--- Task inputs ---
--*--

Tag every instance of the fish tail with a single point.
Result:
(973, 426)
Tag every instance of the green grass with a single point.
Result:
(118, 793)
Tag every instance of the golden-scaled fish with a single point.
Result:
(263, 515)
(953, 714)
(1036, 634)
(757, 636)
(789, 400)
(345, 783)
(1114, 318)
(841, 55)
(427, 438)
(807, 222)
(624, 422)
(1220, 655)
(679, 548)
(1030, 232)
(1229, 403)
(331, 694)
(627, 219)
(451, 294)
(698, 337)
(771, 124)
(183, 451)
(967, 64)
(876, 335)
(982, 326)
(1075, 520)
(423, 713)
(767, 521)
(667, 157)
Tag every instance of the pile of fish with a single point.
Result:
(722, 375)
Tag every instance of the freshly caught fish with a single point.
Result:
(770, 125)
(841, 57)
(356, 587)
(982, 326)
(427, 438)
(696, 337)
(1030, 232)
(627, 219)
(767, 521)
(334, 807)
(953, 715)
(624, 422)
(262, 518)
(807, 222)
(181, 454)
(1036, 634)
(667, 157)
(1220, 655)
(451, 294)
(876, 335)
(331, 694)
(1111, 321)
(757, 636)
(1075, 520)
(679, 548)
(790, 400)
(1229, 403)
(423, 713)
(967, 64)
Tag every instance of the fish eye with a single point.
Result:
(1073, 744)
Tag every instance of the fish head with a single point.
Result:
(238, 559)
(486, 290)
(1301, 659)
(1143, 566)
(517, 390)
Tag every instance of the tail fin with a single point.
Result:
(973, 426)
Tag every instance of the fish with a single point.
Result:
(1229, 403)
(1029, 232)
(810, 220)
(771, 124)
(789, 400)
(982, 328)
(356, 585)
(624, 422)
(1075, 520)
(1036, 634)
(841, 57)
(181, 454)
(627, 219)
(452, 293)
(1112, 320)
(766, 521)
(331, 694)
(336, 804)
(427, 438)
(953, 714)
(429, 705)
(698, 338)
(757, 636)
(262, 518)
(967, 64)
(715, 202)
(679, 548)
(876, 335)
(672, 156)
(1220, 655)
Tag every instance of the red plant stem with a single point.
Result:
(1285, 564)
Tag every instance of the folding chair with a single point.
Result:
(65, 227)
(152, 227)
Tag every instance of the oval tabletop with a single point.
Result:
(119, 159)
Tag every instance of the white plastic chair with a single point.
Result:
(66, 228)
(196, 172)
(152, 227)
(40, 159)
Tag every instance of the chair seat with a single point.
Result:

--*--

Your answer should reproduce each line of the listing that holds the word "chair".

--- Exercise output ---
Tag every instance of the folding chair with a single point.
Tag every instance of the white plastic chair with a single point.
Tag every instance of the chair seat with a single point.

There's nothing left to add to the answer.